Der kleine Bruder des Terrors ist der Terrorismus. Es ist der Versuch unterlegener Kräfte, sich desselben Prinzips zu bedienen. Er ist die Spiegelung des Terrors im Verhalten der subalternen Kräfte und Klassen.

Natürlich ist die Dimension kleiner. Die Opferzahlen sind geringer. Die Möglichkeiten sind beschränkter. Der Aspekt der Botschaft - der Kommunikation - tritt gegenüber dem instrumentellen Aspekt der Vernichtung des Gegners noch weiter in den Vordergrund.

Spektakuläre Anschläge dienen der indirekten Steuerung des übermächtigen Gegners in eine Richtung, von der sich die Terroristen selbst den größten (propagandistischen) Vorteil erhoffen.

Beispiele sind im 1. Jahrhundert AD die Sikarier, im 12. die Assassinen.

Im 19. Jahrhundert Propaganda der Tat durch Bakunin, Netschajew und andere Anarchisten. Dann durch die Sozialrevolutionäre in Russland. Terroristischer Mittel bedienten sich auch Gruppen in der Weimarer Republik und in der Bundesrepublik (Rote Armee Fraktion (RAF)) sowie Gruppen des sog. neuen oder internationalen oder djihadistischen Terrorismus.

**DATENABSCHNITT**
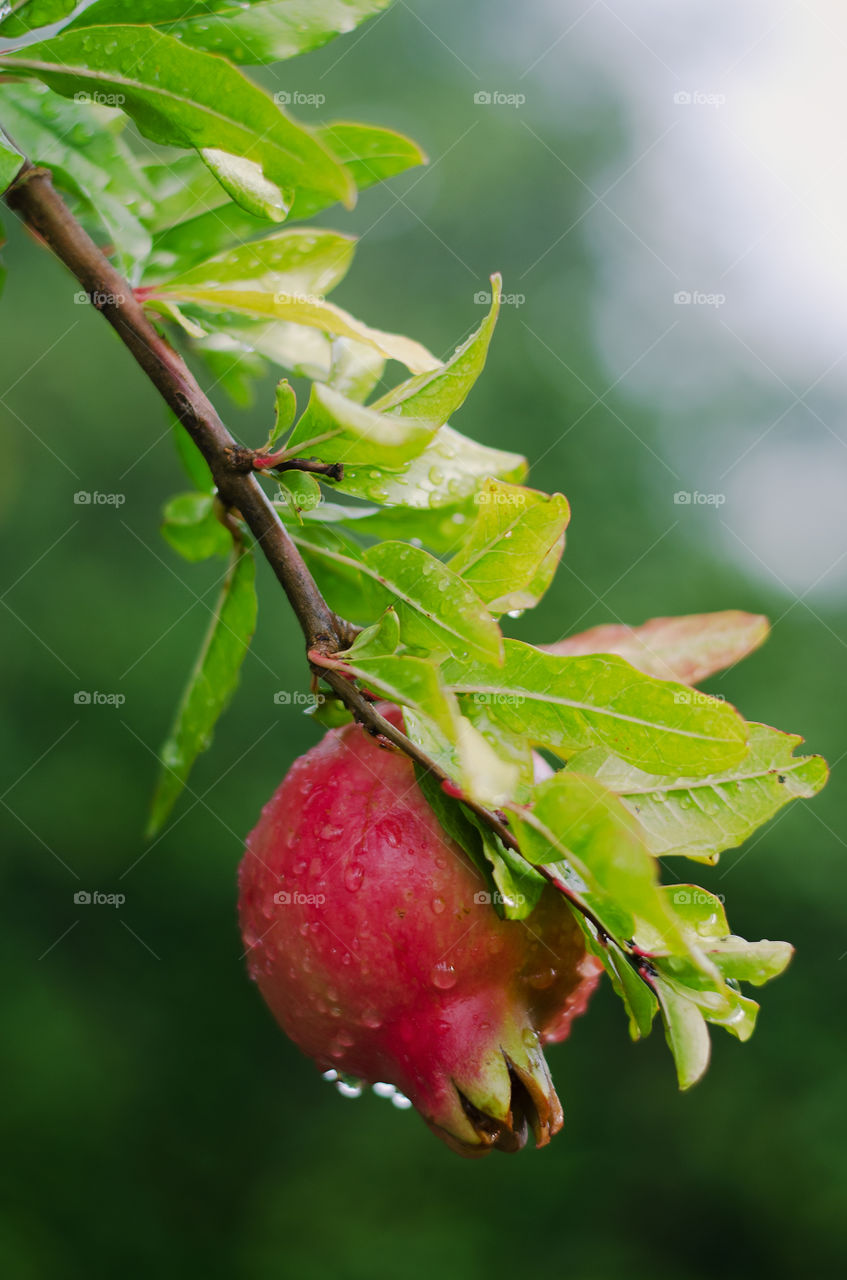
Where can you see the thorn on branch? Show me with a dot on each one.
(245, 461)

**AUFGABEN**
1 – Welche Gruppe nennt der Lesetext als Beispiel für das 12. Jahrhundert?
2 – Führen Sie alle Größen auf, die laut Lesetext beim Terrorismus kleiner, geringer oder beschränkter sind.
3 – Geben Sie den Lesetext von „Natürlich ist die“ bis „(propagandistischen) Vorteil erhoffen.“ wortgetreu wieder.
Das Material hat mit dem Lesetext nichts zu tun.

**ANTWORTEN**
1 – Die Assassinen.

2 – Dimension, Opferzahlen, Möglichkeiten

3 –
Natürlich ist die Dimension kleiner. Die Opferzahlen sind geringer. Die Möglichkeiten sind beschränkter. Der Aspekt der Botschaft - der Kommunikation - tritt gegenüber dem instrumentellen Aspekt der Vernichtung des Gegners noch weiter in den Vordergrund.

Spektakuläre Anschläge dienen der indirekten Steuerung des übermächtigen Gegners in eine Richtung, von der sich die Terroristen selbst den größten (propagandistischen) Vorteil erhoffen.